TASK STATEMENT:
Please restate word for word, and with nothing added, the lines that run from the one holding "of the blond" to the end of the entries below.

LISTED RECORDS:
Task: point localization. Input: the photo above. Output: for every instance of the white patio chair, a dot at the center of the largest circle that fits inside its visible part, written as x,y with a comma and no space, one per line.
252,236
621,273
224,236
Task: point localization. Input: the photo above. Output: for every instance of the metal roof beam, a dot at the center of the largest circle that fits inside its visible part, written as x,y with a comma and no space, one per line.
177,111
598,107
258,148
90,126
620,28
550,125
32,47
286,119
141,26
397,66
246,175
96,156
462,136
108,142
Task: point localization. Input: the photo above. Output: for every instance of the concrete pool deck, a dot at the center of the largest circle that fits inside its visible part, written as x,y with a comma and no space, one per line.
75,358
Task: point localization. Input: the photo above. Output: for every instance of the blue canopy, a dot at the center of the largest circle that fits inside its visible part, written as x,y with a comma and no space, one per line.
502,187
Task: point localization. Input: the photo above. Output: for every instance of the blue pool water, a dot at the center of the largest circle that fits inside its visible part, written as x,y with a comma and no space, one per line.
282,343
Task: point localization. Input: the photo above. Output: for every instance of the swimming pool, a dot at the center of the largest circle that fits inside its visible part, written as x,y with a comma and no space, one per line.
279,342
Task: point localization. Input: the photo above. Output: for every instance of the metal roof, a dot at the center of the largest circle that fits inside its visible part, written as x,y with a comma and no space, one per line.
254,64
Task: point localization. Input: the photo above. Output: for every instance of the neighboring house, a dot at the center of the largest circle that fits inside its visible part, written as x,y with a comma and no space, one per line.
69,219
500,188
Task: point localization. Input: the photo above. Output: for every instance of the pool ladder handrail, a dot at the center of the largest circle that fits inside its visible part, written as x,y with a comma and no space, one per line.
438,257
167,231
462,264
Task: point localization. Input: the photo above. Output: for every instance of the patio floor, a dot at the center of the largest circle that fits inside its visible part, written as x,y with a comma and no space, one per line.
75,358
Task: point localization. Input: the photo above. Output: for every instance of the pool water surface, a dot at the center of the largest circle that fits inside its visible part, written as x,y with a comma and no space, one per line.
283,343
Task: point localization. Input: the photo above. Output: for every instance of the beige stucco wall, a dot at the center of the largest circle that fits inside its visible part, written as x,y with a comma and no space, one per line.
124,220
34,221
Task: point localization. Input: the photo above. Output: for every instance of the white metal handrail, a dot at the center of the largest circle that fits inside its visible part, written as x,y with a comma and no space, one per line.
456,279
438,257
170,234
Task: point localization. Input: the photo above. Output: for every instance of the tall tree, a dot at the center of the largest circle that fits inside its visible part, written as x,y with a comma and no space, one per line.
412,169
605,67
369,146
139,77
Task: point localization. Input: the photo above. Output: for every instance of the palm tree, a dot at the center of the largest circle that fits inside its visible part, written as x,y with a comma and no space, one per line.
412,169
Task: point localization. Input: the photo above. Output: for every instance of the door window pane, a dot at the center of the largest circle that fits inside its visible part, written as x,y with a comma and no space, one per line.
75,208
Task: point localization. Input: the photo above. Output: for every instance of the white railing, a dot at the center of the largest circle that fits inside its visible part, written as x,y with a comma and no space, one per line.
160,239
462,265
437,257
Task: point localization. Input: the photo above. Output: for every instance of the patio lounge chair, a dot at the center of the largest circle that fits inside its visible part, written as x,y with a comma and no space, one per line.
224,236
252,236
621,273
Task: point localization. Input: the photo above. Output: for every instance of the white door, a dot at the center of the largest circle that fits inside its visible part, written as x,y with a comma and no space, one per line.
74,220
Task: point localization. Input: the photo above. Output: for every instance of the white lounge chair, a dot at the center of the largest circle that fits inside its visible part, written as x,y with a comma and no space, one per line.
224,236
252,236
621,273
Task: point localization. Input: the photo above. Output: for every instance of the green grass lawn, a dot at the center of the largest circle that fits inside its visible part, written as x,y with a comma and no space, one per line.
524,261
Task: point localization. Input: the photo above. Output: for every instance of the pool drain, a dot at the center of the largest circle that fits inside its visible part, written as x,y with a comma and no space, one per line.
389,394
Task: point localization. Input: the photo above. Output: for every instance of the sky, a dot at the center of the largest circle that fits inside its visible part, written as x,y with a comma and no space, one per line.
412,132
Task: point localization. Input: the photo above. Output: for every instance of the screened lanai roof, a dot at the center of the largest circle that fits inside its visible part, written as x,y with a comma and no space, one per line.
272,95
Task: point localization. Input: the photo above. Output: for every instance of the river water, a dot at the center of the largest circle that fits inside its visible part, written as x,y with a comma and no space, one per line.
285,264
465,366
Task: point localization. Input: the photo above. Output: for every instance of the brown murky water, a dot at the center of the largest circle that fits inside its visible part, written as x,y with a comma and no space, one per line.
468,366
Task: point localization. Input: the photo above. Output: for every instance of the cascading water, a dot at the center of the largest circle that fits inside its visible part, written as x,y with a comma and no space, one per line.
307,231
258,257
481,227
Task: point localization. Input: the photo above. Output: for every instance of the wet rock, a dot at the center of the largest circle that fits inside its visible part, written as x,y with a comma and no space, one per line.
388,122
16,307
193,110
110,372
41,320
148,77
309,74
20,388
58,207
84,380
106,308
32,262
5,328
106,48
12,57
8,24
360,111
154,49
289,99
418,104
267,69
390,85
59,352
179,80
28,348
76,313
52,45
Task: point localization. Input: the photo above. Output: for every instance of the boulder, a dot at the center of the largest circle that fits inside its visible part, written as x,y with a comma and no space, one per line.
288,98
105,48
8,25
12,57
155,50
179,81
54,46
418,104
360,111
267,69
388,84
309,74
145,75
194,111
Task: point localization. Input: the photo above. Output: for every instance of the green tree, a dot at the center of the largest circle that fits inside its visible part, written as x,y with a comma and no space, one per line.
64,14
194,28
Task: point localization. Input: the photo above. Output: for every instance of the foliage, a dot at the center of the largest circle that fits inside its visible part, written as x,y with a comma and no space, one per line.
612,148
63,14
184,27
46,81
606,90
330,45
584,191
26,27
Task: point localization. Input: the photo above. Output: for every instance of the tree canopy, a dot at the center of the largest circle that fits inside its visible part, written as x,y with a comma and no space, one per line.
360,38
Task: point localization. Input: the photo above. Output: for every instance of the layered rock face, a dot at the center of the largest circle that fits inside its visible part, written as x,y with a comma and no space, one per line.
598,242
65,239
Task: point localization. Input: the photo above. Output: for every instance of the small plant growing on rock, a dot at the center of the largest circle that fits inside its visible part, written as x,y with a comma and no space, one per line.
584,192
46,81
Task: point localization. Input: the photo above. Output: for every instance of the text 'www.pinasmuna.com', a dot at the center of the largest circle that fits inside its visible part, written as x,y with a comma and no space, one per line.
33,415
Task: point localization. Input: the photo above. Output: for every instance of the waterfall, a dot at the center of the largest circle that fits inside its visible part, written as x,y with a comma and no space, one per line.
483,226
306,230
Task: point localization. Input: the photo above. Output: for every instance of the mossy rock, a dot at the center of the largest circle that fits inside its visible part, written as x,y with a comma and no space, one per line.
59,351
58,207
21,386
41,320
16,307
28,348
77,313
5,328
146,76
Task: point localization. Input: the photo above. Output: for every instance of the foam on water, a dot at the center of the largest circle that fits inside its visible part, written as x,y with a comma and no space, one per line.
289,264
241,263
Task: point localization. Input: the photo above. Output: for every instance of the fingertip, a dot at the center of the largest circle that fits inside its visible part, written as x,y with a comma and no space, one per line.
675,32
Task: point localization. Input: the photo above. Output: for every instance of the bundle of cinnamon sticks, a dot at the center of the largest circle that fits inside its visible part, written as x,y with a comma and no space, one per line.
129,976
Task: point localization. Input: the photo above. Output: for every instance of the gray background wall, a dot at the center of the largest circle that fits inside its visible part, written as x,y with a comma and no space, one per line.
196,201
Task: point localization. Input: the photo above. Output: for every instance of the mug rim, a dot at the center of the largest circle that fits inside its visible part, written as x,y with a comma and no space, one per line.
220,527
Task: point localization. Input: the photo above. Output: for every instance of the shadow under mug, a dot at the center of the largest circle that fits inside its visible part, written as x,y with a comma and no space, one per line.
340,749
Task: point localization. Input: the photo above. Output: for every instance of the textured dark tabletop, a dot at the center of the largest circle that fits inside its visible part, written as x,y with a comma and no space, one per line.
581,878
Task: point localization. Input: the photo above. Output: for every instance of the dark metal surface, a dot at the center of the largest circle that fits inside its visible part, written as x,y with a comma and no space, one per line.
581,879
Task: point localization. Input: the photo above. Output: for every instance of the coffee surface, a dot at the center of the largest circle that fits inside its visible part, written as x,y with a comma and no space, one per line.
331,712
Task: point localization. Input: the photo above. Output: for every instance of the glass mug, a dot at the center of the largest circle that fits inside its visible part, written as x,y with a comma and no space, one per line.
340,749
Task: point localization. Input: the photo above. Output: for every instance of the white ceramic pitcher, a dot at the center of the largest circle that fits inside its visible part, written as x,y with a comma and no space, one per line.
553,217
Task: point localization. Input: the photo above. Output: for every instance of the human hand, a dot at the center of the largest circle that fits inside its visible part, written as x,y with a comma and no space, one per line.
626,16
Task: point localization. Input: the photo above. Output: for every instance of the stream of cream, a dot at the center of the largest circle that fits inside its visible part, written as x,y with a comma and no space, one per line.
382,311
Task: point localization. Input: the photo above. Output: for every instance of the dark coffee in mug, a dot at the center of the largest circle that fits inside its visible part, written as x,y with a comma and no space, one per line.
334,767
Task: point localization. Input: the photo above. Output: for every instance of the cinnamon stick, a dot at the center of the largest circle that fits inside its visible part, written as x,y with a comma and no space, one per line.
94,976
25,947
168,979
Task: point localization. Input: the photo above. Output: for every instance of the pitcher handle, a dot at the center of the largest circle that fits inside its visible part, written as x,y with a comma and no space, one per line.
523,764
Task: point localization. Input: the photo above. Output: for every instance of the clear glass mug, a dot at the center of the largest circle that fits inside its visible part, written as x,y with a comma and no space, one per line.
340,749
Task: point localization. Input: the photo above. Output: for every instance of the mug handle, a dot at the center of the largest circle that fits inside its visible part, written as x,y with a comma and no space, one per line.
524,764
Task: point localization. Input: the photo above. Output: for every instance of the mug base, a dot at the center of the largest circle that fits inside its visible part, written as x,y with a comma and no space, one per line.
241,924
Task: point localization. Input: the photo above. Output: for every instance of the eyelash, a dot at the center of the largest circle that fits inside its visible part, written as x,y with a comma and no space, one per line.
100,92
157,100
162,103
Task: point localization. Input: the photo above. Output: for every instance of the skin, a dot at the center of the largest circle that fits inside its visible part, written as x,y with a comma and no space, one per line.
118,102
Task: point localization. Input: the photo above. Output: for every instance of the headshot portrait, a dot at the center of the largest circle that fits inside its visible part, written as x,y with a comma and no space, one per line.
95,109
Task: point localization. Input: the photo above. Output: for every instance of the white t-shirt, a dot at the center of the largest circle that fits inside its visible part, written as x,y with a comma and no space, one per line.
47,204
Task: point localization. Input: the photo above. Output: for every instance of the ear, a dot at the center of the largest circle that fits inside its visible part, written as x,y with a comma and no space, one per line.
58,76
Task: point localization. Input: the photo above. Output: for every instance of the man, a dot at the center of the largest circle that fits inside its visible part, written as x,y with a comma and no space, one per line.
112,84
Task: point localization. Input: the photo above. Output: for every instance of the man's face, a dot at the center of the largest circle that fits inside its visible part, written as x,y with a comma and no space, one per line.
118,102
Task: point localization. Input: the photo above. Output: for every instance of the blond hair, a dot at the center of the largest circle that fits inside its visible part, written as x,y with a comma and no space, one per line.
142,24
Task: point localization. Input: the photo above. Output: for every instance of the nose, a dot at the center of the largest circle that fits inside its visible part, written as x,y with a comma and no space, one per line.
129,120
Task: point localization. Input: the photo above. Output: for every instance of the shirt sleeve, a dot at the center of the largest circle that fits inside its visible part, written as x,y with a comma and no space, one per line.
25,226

REPLY:
Task: point localization. Input: the photo above. Output: for every instance of the blond hair, a dot at the center of the largest circle that fits inside its visible part, written as x,y with a comma and no space, one per line.
142,24
Task: point localization. Input: the photo above. Output: for every instance of the nose, a dot at the center of the largest circle that fits inside its visible part, written as x,y with a comma and no space, one per line.
129,120
Task: point localization. Input: the photo above. Output: for every instance of the shirt sleeve, a dot at the center of the largest circle that fits inside its visible part, written as x,y with a comma and no space, one per line.
25,226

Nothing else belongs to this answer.